__Exercise directions__
Begin with the line that holds "Place a marker on the bridge" and repeat each line after it exactly, ending with the last line of the listing.

*** Information supplied Section Begins ***

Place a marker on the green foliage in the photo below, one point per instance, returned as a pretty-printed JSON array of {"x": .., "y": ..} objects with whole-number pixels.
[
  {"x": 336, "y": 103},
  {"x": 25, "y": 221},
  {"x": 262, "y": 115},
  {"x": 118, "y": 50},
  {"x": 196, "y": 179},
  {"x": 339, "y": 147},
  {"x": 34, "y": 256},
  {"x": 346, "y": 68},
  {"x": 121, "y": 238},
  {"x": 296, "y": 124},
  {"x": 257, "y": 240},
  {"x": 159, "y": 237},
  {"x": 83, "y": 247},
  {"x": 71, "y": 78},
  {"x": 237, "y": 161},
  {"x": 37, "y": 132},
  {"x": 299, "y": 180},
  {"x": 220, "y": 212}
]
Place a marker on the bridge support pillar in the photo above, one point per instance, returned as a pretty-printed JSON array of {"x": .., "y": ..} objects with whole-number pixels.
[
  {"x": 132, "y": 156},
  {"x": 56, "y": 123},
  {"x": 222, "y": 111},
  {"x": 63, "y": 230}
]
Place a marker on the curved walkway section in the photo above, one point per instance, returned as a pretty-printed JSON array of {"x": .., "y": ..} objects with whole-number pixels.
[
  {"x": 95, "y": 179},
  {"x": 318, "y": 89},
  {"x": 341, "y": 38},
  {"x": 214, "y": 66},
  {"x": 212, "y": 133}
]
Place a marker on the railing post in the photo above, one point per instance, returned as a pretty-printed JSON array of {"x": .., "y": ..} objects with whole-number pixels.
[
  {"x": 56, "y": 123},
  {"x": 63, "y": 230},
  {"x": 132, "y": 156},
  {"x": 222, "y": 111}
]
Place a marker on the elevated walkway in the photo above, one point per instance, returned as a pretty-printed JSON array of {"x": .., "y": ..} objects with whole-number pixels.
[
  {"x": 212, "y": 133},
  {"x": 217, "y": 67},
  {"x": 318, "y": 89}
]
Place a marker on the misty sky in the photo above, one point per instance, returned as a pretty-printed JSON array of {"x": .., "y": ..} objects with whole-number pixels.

*** Information supplied Section Ends ***

__Output of the task__
Place a marker on the bridge support pillar in the photo above, one point per instance, returned as a pretty-printed JSON array of {"x": .., "y": ..} objects with whole-number pixels.
[
  {"x": 132, "y": 156},
  {"x": 56, "y": 123},
  {"x": 222, "y": 111},
  {"x": 63, "y": 230}
]
Place a marker on the curved walkway section in the photo above, one point per instance, returned as a pretty-printed JSON array of {"x": .., "y": ..} objects with whole-number pixels.
[
  {"x": 95, "y": 179},
  {"x": 318, "y": 89},
  {"x": 341, "y": 38},
  {"x": 214, "y": 66},
  {"x": 212, "y": 133}
]
Place a marker on the railing post in the photo above, one point per instance, returned as a pretty-printed JSON array of {"x": .., "y": ..} objects with whole-number pixels.
[
  {"x": 56, "y": 123},
  {"x": 63, "y": 230},
  {"x": 132, "y": 156},
  {"x": 222, "y": 111}
]
Place a marker on the elevated walkway in the photo above, one point per instance, returned as a pretty-printed JSON array of {"x": .., "y": ..} objects with whole-number pixels.
[
  {"x": 212, "y": 133},
  {"x": 217, "y": 67},
  {"x": 318, "y": 89}
]
Place a marker on the misty sky in the photo above, one point per instance, returned as a pretty-printed JSON array of {"x": .., "y": ..} objects with whole-number pixels.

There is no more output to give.